EDIT: If I remember correctly, file_text_readln also returns the cr / lf of the line. Try using the method described above and see if it works
I made the change you suggested and I get the same result. That false positive is actually not false; I wasn't accounting for the fact I was parsing two lines at a time. I can find the very first two lines in spr_marioStrip.txt in bin.txt.

Edit: There should be multiple matches per pair of lines/8-byte values. I know this from manually editing the tiles in the very recent past in preparation for writing this utility.

Edit2: I can also find the next pair of lines from spr_marioStrip.txt manually in bin.txt (they are only a few lines down, as expected)

Code:
-----
Match found at line 10689!
Mario
0000001100001111000111110000101000111010010000000100111100111111
0000001100001100000100000000111100111111011111110111111100110000
bin
0000001100001111000111110000101000111010010000000100111100111111
0000001100001100000100000000111100111111011111110111111100110000
-----
Here is the updated code:

Code:
/// @description Zultimate

//replace mario with wario

mario_file = file_text_open_read("spr_marioStrip.txt")
wario_file = file_text_open_read("spr_warioStrip.txt")

- GOAL:
Continue the forum post about matching sprite lines against bin.txt, starting right after its last line of code.

[A run of rows]
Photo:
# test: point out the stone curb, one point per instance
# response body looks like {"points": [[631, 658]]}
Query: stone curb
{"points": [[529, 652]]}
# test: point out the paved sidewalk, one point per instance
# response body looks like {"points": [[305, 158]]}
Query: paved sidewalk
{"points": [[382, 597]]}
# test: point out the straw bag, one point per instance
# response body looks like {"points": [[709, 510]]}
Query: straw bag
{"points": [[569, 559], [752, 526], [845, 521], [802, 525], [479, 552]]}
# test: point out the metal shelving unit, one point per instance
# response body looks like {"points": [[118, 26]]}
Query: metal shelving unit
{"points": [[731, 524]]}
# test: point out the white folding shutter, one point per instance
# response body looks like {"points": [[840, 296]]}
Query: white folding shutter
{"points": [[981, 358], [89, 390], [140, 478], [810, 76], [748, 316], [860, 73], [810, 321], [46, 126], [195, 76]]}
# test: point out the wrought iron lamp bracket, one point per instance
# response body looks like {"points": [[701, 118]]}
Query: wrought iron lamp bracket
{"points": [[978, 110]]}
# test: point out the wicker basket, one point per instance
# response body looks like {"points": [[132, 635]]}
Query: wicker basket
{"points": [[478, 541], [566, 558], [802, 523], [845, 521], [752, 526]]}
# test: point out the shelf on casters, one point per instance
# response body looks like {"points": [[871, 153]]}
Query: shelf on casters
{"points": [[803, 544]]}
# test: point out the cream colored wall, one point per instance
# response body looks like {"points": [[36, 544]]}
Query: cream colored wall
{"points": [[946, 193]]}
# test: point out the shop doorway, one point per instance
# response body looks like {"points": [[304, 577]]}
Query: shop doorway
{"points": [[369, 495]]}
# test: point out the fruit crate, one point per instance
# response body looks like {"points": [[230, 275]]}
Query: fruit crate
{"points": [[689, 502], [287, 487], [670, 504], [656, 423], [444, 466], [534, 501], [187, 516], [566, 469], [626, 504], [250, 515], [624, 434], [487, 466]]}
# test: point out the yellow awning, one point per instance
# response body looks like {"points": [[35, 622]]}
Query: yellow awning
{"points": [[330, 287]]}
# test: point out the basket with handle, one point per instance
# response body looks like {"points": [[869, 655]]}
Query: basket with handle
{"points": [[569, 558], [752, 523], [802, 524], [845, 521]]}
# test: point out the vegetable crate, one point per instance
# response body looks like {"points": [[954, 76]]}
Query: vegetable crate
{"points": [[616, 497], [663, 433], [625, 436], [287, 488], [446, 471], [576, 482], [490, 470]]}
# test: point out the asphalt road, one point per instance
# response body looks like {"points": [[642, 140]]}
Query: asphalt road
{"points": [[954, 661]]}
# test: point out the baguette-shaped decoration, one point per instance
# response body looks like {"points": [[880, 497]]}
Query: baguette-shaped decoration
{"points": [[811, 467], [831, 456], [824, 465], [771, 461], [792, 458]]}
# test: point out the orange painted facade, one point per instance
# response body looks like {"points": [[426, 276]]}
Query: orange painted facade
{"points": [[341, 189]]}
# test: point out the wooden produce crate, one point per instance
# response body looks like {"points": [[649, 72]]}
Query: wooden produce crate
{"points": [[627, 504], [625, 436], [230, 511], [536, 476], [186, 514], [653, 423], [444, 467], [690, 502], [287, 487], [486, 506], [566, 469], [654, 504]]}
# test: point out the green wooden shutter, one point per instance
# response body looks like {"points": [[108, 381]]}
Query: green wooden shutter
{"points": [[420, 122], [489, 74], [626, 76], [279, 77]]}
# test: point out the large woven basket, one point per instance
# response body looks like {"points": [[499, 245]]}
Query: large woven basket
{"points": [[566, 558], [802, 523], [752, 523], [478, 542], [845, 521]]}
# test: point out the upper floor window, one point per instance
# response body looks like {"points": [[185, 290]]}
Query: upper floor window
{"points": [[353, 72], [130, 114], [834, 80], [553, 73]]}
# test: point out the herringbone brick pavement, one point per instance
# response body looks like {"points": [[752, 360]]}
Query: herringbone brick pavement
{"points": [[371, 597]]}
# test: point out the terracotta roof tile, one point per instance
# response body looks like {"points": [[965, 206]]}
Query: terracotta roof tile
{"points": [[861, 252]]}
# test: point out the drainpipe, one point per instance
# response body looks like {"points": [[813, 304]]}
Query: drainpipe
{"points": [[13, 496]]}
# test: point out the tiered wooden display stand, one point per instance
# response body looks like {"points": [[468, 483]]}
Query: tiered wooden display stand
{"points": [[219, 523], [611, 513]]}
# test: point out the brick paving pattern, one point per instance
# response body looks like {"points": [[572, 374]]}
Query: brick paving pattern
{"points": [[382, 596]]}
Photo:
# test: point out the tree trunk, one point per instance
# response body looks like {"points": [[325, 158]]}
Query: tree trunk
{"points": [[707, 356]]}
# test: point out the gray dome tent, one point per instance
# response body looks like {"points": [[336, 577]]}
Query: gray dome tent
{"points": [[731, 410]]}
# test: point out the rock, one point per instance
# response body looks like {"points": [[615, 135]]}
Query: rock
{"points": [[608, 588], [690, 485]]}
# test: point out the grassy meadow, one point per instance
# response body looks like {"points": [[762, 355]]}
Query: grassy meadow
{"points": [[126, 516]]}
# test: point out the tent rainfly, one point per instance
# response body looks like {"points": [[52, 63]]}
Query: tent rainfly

- RESULT:
bin_file = file_text_open_read("bin.txt")
binNew_file = file_text_open_write("binNew.txt")

for (var j = 0; j < 64; j += 1)
{
    mario_binRowOne = file_text_read_string(mario_file);
    file_text_readln(mario_file);
    mario_binRowTwo = file_text_read_string(mario_file);
    file_text_readln(mario_file);
    show_debug_message("Searching bin_file for... ")
    show_debug_message(mario_binRowOne)
    show_debug_message(mario_binRowTwo)

    wario_binRowOne = file_text_read_string(wario_file);
    file_text_readln(wario_file);
    wario_binRowTwo = file_text_read_string(wario_file);
    file_text_readln(wario_file);
 
    show_debug_message("Searching through strip files at line "+string((j*2)+1));
    for (var i = 0; i < 8192; i += 1)
    {
        bin_binRowOne = file_text_read_string(bin_file);
        file_text_readln(bin_file);
        bin_binRowTwo = file_text_read_string(bin_file);
        file_text_readln(bin_file);

        if bin_binRowOne == mario_binRowOne
        && bin_binRowTwo == mario_binRowTwo
        {
            show_debug_message("-----")
            show_debug_message("Match found at line "+string((i*2)+1)+"!")
            show_debug_message("Mario")
            show_debug_message(mario_binRowOne)
            show_debug_message(mario_binRowTwo)
            show_debug_message("bin")
            show_debug_message(bin_binRowOne)
            show_debug_message(bin_binRowTwo)
            show_debug_message("-----")
            bin_binRowOne = wario_binRowOne;
            bin_binRowTwo = wario_binRowTwo;
        }
        file_text_write_string(binNew_file, bin_binRowOne)
        file_text_writeln(binNew_file)
        file_text_write_string(binNew_file, bin_binRowTwo)
        file_text_writeln(binNew_file)
    }
}

file_text_close(mario_file)
file_text_close(wario_file)
file_text_close(bin_file)
file_text_close(binNew_file)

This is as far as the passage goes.